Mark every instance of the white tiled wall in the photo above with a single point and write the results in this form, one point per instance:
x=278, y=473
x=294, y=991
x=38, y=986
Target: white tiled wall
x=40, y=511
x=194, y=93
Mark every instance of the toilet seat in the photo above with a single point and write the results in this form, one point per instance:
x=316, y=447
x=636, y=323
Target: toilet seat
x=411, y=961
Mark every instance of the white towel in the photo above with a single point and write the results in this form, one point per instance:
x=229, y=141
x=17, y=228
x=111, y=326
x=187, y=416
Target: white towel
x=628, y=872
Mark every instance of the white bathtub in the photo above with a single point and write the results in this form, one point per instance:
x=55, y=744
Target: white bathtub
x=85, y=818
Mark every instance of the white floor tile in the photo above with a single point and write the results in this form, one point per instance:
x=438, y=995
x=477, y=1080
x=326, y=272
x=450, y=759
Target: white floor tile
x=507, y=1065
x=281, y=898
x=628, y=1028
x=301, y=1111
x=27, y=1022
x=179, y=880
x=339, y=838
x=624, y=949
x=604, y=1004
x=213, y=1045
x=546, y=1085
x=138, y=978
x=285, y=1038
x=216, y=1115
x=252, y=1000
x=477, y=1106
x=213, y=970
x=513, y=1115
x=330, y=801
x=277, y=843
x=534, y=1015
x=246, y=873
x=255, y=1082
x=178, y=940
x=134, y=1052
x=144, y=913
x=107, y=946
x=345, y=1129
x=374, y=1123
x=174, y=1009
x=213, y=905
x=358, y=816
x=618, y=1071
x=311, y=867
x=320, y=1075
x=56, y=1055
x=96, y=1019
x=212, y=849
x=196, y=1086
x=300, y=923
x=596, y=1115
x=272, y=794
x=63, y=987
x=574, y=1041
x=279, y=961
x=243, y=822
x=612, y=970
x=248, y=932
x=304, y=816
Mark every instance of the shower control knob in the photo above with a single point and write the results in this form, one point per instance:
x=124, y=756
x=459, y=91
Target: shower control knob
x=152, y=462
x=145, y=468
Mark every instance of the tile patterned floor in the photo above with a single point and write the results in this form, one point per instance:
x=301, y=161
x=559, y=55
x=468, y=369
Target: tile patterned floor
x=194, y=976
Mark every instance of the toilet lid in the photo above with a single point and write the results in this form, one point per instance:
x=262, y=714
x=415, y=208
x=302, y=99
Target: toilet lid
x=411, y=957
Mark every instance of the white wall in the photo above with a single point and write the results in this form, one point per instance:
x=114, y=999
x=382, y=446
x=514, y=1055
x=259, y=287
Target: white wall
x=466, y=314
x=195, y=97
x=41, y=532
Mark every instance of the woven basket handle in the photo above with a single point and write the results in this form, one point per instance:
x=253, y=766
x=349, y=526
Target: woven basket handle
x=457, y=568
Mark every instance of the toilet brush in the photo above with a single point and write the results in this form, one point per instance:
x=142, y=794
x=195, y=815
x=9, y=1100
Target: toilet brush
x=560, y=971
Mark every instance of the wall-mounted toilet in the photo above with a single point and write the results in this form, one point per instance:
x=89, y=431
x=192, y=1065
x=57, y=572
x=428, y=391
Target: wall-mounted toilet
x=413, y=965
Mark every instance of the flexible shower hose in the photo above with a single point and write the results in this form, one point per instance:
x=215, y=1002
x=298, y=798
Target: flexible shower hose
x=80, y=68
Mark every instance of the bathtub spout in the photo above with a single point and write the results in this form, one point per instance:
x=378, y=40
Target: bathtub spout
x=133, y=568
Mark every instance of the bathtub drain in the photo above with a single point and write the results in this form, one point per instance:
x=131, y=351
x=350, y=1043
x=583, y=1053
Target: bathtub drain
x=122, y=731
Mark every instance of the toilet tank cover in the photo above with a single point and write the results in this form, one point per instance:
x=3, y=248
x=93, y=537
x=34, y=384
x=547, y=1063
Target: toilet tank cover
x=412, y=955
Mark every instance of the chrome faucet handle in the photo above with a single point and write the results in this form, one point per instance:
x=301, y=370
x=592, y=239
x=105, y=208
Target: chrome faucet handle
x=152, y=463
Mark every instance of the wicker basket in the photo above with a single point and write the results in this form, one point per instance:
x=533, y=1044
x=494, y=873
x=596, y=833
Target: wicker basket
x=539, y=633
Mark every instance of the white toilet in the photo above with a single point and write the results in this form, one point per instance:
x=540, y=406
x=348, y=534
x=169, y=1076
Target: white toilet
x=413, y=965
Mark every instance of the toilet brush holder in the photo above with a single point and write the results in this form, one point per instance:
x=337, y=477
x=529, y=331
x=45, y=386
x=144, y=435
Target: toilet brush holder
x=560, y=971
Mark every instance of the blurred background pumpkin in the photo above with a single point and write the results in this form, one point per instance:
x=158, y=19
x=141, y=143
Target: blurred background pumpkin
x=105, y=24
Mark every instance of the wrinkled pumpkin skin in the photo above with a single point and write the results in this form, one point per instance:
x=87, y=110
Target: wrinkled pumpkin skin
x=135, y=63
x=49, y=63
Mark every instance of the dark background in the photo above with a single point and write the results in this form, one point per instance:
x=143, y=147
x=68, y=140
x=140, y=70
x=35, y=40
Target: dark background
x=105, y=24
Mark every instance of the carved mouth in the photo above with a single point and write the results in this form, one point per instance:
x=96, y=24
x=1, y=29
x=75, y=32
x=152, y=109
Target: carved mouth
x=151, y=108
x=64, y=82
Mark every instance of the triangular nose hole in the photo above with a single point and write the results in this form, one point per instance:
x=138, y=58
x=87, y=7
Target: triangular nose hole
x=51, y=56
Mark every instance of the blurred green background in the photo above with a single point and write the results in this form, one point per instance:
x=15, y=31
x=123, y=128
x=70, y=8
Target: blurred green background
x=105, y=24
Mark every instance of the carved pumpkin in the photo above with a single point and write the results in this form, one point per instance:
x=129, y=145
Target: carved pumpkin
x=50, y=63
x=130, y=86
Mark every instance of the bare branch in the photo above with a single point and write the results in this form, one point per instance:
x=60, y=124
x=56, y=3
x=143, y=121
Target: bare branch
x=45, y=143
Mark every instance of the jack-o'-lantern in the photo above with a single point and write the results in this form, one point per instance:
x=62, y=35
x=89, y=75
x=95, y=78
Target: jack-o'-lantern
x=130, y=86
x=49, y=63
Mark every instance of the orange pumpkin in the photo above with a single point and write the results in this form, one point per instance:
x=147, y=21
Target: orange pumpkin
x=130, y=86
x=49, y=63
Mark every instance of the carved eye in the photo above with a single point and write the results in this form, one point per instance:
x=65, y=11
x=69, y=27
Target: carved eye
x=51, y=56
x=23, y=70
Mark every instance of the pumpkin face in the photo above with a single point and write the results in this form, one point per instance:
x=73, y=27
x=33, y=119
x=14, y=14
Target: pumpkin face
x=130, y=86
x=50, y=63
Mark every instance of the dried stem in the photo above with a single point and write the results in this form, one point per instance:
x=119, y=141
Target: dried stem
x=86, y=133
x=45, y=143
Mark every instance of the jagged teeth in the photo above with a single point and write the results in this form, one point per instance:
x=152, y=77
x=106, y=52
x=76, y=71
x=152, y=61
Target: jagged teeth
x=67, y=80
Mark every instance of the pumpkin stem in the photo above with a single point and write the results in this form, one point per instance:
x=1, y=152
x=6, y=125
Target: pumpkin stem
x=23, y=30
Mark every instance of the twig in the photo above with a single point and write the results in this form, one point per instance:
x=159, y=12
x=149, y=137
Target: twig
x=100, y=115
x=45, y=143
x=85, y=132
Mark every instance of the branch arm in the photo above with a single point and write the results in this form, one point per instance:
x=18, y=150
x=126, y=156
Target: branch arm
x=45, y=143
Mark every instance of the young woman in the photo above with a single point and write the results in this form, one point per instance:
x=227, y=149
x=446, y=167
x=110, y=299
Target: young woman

• EXERCISE PROMPT: Quote all of the material above line for line, with no changes to any wording or number.

• FULL SOLUTION:
Mark every instance of the white tiled wall in the photo above with a single point and write the results in this form, one point per instance:
x=278, y=473
x=294, y=991
x=38, y=986
Target: white tiled wall
x=40, y=511
x=194, y=93
Mark every instance of the toilet seat in the photo above with a single point and write the results in this form, one point per instance:
x=316, y=447
x=636, y=323
Target: toilet seat
x=411, y=961
Mark every instance of the white towel in the photo above with a single point and write the results in this form, one point per instance:
x=229, y=141
x=17, y=228
x=111, y=326
x=187, y=416
Target: white towel
x=628, y=872
Mark every instance of the white bathtub in the photo above with a single point and write the results in this form, one point per instance:
x=55, y=744
Target: white bathtub
x=85, y=818
Mark every instance of the white floor tile in the photo above with a single point and write the results in this form, one point per instance:
x=438, y=995
x=477, y=1080
x=326, y=272
x=450, y=759
Target: white floor tile
x=507, y=1065
x=281, y=898
x=628, y=1028
x=301, y=1111
x=27, y=1022
x=179, y=880
x=339, y=838
x=624, y=949
x=604, y=1004
x=213, y=1045
x=546, y=1085
x=138, y=978
x=285, y=1038
x=216, y=1115
x=252, y=1000
x=477, y=1106
x=213, y=970
x=513, y=1115
x=330, y=801
x=277, y=843
x=534, y=1015
x=246, y=873
x=255, y=1082
x=178, y=940
x=134, y=1052
x=144, y=913
x=107, y=946
x=345, y=1129
x=374, y=1123
x=174, y=1009
x=213, y=905
x=358, y=816
x=618, y=1071
x=311, y=867
x=320, y=1075
x=56, y=1055
x=96, y=1019
x=212, y=849
x=196, y=1086
x=300, y=923
x=596, y=1115
x=272, y=794
x=63, y=987
x=574, y=1041
x=279, y=961
x=243, y=822
x=612, y=970
x=248, y=932
x=304, y=816
Mark every instance of the shower control knob in the photo above with a single point and write the results in this form, one point per instance:
x=124, y=756
x=459, y=91
Target: shower control knob
x=152, y=462
x=145, y=468
Mark every instance of the tile patterned floor in the photo above with a single point and write the results in this form, one point per instance:
x=301, y=161
x=559, y=55
x=468, y=369
Target: tile patterned floor
x=194, y=976
Mark every instance of the toilet lid in the photo above with a single point and write the results in this form, one point per instance:
x=262, y=714
x=415, y=208
x=302, y=99
Target: toilet lid
x=411, y=957
Mark every instance of the white wall in the photo above with a single point and write the results in this form, one point per instance:
x=114, y=999
x=382, y=446
x=514, y=1055
x=259, y=287
Target: white wall
x=466, y=314
x=195, y=97
x=41, y=532
Mark every instance of the woven basket handle in the photo above with a single point and write the results in this form, one point per instance:
x=253, y=766
x=349, y=526
Target: woven basket handle
x=457, y=568
Mark every instance of the toilet brush in the photo above with a single point and write the results in this form, one point per instance:
x=142, y=794
x=195, y=815
x=9, y=1100
Target: toilet brush
x=560, y=971
Mark every instance of the wall-mounted toilet in the photo above with a single point and write the results in this form, one point per instance:
x=89, y=431
x=192, y=1065
x=57, y=572
x=428, y=391
Target: wall-mounted toilet
x=413, y=965
Mark every instance of the flexible shower hose in the photo above with a single point and write the results in this form, one point per instance:
x=215, y=1002
x=298, y=798
Target: flexible shower hose
x=80, y=68
Mark every instance of the bathtub spout in the photo above with a single point and write the results in this form, one point per instance:
x=378, y=40
Target: bathtub spout
x=133, y=568
Mark every instance of the bathtub drain in the photo above with a single point and write the results in this form, one point per instance:
x=131, y=351
x=350, y=1043
x=583, y=1053
Target: bathtub drain
x=122, y=731
Mark every instance of the toilet tank cover in the photo above with a single point and write the results in this form, one point per instance:
x=3, y=248
x=93, y=537
x=34, y=384
x=547, y=1063
Target: toilet tank cover
x=412, y=955
Mark every instance of the chrome faucet handle in the photo above with a single point and write the results in this form, one point per instance:
x=301, y=370
x=592, y=239
x=105, y=208
Target: chrome faucet handle
x=152, y=463
Mark every instance of the wicker basket in the photo above with a single point and write the results in this form, one point per instance:
x=533, y=1044
x=494, y=873
x=596, y=833
Target: wicker basket
x=539, y=633
Mark every instance of the white toilet in the photo above with a single point and write the results in this form, one point per instance:
x=540, y=406
x=348, y=534
x=169, y=1076
Target: white toilet
x=413, y=965
Mark every instance of the toilet brush holder in the photo above with a single point and write the results in this form, one point per instance:
x=337, y=477
x=529, y=331
x=45, y=386
x=144, y=435
Target: toilet brush holder
x=560, y=971
Mark every instance of the blurred background pumpkin in the photo above with a single point and write the results in this form, one point per instance:
x=158, y=19
x=141, y=143
Target: blurred background pumpkin
x=105, y=24
Mark every instance of the wrinkled pumpkin skin in the photo above with a single point and write the results in this form, one point per instance:
x=87, y=110
Target: wrinkled pumpkin skin
x=135, y=63
x=49, y=63
Mark every instance of the dark background in the photo above with a single point and write the results in this form, one point per instance:
x=143, y=147
x=68, y=140
x=140, y=70
x=35, y=40
Target: dark background
x=105, y=24
Mark every instance of the carved mouth in the photo above with a single point and write the results in this form, one point per instance:
x=96, y=24
x=1, y=29
x=75, y=32
x=152, y=109
Target: carved mouth
x=151, y=108
x=64, y=82
Mark every instance of the triangular nose hole in the photo above with a single point and write the results in this form, one point per instance:
x=138, y=58
x=87, y=7
Target: triangular nose hole
x=51, y=56
Mark every instance of the blurred green background in the photo above with a single point and write the results in this form, one point per instance:
x=15, y=31
x=123, y=128
x=70, y=8
Target: blurred green background
x=105, y=24
Mark every instance of the carved pumpkin in the photo above with a single point and write the results in this form, one point per instance:
x=129, y=145
Target: carved pumpkin
x=50, y=63
x=130, y=86
Mark every instance of the bare branch in the photo above with a single point and write the results in this form, one point per instance:
x=60, y=124
x=56, y=3
x=143, y=121
Target: bare branch
x=45, y=143
Mark every instance of the jack-o'-lantern in the photo above with a single point and write the results in this form, one point per instance:
x=62, y=35
x=89, y=75
x=95, y=78
Target: jack-o'-lantern
x=130, y=86
x=49, y=63
Mark every instance of the orange pumpkin in the photo above with a single point and write the results in this form, one point per instance:
x=147, y=21
Target: orange pumpkin
x=130, y=86
x=49, y=63
Mark every instance of the carved eye in the photo above with a single point and write the results in this form, one point per instance:
x=65, y=11
x=69, y=27
Target: carved eye
x=51, y=56
x=23, y=70
Mark every instance of the pumpkin face in the photo above with a single point and write the results in this form, one point per instance:
x=73, y=27
x=33, y=119
x=14, y=14
Target: pumpkin face
x=130, y=86
x=50, y=63
Mark every instance of the dried stem in the photo above with a single point and write the results in this form, one point per instance:
x=119, y=141
Target: dried stem
x=86, y=133
x=45, y=143
Mark every instance of the jagged teeth in the photo above with a single point and write the results in this form, one point per instance:
x=152, y=77
x=106, y=52
x=76, y=71
x=152, y=61
Target: jagged teeth
x=67, y=80
Mark every instance of the pumpkin stem in the photo above with a single point and write the results in this form, one point per instance:
x=1, y=152
x=6, y=125
Target: pumpkin stem
x=23, y=30
Mark every instance of the twig in the photo above with a single point and write the results in this form, one point per instance:
x=159, y=12
x=149, y=137
Target: twig
x=100, y=115
x=45, y=143
x=85, y=132
Mark every instance of the branch arm in the photo above with a single point and write the results in this form, one point per instance:
x=18, y=150
x=126, y=156
Target: branch arm
x=45, y=143
Mark every instance of the young woman in the photo above with a single point and write the results in this form, one point per instance:
x=227, y=149
x=446, y=167
x=110, y=299
Target: young woman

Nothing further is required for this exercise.